* start INFORMATION GIVEN *

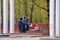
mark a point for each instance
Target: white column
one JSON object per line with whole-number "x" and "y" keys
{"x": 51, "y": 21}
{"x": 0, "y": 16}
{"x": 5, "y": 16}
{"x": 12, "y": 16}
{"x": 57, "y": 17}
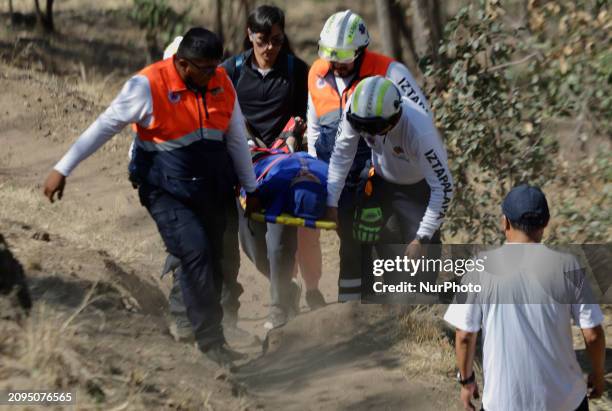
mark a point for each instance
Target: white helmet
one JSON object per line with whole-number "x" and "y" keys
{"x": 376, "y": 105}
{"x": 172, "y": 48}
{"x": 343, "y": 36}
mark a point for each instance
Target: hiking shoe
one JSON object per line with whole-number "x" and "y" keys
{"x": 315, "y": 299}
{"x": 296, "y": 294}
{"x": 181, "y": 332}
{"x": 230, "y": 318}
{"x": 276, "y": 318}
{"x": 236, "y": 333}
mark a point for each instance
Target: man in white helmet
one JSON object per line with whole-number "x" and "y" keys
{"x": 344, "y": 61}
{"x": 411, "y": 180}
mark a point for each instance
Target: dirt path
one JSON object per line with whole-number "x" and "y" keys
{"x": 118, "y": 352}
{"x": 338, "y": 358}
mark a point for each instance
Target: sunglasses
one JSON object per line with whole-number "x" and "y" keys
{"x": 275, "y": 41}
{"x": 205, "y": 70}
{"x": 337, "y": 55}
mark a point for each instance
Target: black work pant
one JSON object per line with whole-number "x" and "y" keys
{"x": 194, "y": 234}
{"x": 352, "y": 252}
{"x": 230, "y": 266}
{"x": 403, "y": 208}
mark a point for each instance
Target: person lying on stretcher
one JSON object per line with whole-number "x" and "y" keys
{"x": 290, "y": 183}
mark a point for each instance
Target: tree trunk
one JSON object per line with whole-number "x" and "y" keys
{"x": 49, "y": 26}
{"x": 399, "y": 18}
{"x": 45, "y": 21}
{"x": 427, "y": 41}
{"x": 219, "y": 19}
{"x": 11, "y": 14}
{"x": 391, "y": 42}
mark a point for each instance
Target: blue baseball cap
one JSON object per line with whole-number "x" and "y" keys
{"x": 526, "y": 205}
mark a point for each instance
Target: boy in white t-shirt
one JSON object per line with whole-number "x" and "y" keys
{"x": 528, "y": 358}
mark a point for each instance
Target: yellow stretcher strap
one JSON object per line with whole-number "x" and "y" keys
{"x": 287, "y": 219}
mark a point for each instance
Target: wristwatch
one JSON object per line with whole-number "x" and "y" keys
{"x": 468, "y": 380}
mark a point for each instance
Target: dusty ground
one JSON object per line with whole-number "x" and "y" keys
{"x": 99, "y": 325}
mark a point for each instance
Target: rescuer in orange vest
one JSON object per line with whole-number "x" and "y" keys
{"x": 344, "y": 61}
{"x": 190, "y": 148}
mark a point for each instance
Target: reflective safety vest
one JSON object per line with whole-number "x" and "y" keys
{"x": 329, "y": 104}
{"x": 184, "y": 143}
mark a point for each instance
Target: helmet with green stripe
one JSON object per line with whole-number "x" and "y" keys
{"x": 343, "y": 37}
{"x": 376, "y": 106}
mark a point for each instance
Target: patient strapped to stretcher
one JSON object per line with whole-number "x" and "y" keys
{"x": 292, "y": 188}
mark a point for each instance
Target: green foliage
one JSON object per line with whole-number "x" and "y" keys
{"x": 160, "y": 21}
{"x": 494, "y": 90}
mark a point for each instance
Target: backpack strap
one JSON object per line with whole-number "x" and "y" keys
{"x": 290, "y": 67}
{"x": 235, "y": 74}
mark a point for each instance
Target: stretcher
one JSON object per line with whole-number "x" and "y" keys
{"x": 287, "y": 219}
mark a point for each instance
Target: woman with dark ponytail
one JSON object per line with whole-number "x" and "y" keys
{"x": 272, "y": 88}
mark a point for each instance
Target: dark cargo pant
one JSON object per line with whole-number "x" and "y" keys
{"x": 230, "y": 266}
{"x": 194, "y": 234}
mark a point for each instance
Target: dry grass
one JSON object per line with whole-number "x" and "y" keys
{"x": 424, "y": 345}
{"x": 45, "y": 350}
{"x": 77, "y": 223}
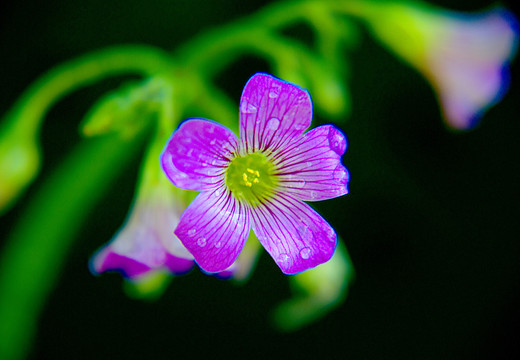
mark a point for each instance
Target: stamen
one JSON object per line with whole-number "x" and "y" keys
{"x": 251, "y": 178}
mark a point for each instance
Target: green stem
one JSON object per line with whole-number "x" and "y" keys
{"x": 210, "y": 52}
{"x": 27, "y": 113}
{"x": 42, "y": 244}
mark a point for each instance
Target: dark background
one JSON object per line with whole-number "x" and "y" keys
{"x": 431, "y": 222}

* end INFORMATION GIVEN *
* start INFORMATION GIVEN *

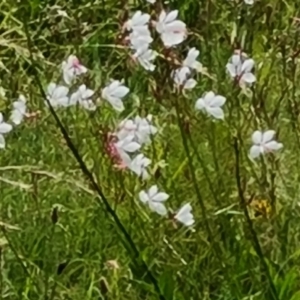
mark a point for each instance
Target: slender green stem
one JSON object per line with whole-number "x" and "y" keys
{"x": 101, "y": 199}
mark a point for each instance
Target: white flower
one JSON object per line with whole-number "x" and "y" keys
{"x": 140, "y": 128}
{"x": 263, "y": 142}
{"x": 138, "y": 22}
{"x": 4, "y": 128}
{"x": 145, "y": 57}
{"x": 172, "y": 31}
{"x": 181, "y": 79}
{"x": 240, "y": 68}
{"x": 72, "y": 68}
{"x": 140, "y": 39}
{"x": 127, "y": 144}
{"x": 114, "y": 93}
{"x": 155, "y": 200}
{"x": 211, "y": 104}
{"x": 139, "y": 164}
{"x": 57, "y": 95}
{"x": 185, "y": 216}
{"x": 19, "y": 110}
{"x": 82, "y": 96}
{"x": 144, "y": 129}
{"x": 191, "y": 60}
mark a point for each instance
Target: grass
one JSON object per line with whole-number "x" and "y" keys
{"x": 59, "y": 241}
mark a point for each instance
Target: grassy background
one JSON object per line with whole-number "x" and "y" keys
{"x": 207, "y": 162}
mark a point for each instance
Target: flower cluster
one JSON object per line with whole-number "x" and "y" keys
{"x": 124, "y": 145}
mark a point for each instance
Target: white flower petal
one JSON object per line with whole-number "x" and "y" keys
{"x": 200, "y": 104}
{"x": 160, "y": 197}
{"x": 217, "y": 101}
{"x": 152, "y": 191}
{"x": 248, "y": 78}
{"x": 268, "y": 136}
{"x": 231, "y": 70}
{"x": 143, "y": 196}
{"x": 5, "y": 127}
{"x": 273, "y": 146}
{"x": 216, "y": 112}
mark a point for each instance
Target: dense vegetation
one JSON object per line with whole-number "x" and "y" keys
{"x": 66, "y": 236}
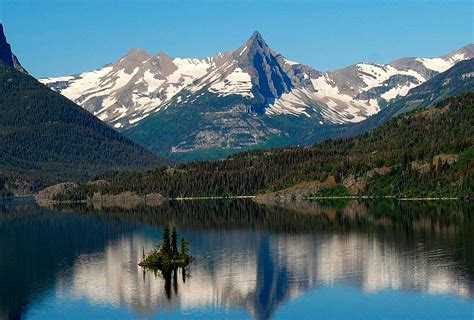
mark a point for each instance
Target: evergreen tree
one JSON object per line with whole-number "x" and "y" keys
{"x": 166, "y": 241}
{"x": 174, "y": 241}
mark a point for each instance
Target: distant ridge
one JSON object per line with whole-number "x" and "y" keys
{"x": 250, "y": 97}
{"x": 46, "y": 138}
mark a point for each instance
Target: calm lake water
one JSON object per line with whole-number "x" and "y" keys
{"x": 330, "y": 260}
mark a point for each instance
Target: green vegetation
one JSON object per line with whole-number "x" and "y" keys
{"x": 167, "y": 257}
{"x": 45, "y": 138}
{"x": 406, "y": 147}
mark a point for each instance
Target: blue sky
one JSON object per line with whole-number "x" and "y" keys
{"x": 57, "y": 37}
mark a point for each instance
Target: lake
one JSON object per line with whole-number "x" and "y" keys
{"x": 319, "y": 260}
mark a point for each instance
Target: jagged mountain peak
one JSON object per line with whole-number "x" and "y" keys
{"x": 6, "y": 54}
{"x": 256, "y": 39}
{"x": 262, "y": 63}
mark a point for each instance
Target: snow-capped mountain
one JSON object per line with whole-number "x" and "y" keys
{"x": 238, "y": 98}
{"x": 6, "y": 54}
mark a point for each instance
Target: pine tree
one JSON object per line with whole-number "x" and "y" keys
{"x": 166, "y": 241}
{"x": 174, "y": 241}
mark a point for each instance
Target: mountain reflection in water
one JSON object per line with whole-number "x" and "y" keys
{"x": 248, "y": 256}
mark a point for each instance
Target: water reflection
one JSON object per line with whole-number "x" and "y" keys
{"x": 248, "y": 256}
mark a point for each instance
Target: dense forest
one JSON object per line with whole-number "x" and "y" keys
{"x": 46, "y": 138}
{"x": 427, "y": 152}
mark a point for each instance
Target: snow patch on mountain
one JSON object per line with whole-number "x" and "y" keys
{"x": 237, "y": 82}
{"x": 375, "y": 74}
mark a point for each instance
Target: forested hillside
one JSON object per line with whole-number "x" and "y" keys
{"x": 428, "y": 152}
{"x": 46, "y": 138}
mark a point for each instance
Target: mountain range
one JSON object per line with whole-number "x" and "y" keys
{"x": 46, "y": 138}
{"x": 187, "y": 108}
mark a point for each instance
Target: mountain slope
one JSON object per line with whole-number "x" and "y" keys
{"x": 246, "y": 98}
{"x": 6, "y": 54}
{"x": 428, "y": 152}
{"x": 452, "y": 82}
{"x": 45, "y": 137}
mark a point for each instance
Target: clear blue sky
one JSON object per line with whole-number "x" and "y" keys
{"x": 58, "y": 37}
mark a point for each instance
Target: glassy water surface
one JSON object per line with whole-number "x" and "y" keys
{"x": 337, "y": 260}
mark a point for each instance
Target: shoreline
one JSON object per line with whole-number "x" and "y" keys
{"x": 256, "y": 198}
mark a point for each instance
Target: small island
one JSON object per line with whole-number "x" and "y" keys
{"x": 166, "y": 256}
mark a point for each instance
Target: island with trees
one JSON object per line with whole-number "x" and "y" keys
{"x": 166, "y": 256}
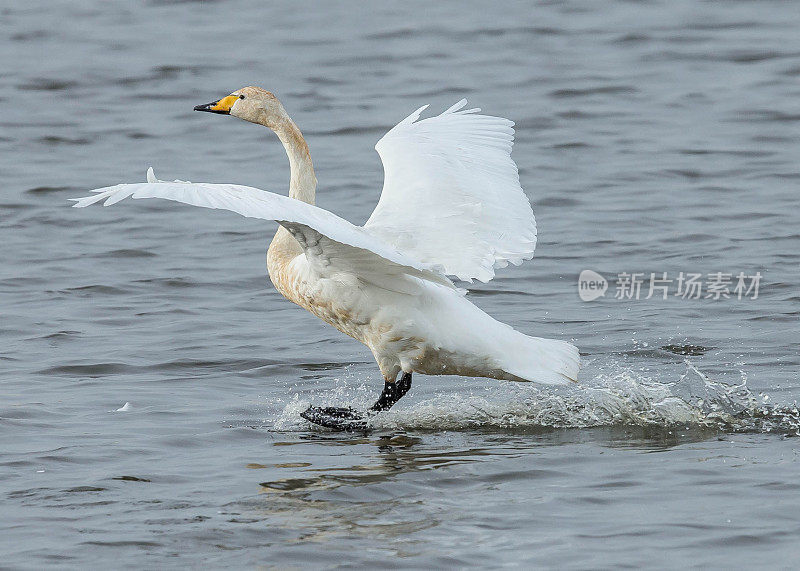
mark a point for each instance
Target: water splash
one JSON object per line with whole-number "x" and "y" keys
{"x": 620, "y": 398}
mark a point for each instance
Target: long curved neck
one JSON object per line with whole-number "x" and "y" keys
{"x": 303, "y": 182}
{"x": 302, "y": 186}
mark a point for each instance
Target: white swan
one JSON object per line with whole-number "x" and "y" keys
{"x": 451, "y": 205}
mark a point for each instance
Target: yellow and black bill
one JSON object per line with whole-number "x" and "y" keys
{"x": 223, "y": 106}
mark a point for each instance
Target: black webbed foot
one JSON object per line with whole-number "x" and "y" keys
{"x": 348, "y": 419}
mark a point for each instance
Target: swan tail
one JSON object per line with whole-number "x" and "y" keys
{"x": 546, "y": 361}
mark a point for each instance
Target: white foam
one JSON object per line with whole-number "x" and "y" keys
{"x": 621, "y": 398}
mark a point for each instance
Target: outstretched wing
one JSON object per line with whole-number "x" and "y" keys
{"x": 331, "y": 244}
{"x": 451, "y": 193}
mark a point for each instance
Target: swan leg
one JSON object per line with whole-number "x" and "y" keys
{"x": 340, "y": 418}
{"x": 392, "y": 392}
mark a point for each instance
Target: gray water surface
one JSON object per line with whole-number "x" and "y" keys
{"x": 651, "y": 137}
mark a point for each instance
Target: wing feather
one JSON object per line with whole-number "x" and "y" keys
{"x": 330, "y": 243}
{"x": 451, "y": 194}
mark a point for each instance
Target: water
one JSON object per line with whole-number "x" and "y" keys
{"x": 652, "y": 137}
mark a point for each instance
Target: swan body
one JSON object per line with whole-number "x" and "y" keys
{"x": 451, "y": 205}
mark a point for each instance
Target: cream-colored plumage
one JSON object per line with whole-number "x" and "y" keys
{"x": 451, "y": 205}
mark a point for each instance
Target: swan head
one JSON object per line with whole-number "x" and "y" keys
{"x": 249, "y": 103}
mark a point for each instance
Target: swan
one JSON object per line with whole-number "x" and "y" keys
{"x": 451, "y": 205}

* end INFORMATION GIVEN *
* start INFORMATION GIVEN *

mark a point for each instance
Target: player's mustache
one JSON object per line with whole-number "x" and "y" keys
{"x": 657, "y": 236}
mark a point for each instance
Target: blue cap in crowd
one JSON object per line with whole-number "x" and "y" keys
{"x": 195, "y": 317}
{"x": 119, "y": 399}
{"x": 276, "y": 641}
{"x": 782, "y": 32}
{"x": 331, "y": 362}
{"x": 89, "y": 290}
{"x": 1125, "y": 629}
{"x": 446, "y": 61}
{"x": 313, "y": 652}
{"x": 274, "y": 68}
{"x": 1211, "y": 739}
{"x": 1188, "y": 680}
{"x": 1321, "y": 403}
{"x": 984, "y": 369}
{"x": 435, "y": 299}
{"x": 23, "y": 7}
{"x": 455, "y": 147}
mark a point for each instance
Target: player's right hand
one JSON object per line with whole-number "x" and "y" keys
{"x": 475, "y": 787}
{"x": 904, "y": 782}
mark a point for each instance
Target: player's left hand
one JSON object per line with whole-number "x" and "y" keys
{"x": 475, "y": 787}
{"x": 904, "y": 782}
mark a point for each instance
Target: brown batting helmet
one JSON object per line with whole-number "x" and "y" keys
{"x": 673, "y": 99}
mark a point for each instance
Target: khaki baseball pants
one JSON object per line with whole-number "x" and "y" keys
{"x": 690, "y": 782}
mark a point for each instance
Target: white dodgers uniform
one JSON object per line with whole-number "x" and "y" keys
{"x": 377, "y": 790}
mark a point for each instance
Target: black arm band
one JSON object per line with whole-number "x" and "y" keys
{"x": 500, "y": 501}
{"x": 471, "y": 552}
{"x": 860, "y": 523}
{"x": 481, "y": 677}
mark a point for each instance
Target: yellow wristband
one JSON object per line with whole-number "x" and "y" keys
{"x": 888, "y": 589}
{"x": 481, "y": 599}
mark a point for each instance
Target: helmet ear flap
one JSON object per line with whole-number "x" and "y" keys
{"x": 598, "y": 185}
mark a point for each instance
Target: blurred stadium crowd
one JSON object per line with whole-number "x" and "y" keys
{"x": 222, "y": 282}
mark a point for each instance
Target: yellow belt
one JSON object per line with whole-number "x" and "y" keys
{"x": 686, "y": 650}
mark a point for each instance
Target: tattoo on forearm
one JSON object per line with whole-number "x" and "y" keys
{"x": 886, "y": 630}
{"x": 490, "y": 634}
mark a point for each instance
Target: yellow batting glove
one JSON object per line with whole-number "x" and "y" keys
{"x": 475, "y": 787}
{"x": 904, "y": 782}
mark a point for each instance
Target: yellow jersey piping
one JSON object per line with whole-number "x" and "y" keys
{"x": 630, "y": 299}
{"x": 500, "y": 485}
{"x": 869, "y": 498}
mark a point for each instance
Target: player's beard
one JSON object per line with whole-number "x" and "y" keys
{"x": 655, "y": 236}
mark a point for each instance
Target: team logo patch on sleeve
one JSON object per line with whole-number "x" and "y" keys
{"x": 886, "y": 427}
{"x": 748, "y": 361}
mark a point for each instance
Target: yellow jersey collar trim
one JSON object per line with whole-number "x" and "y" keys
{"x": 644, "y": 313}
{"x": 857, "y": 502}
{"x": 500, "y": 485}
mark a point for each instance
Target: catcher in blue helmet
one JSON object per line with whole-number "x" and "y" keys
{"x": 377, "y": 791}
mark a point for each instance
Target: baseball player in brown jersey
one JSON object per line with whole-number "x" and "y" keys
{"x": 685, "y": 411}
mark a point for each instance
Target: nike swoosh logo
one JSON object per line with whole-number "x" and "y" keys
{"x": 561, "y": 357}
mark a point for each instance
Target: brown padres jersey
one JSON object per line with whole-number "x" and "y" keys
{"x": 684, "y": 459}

* end INFORMATION GIVEN *

Show every line above that contains the string "background", matching its case exactly.

## OUTPUT OF THE TASK
Target: dark background
Target: grassy background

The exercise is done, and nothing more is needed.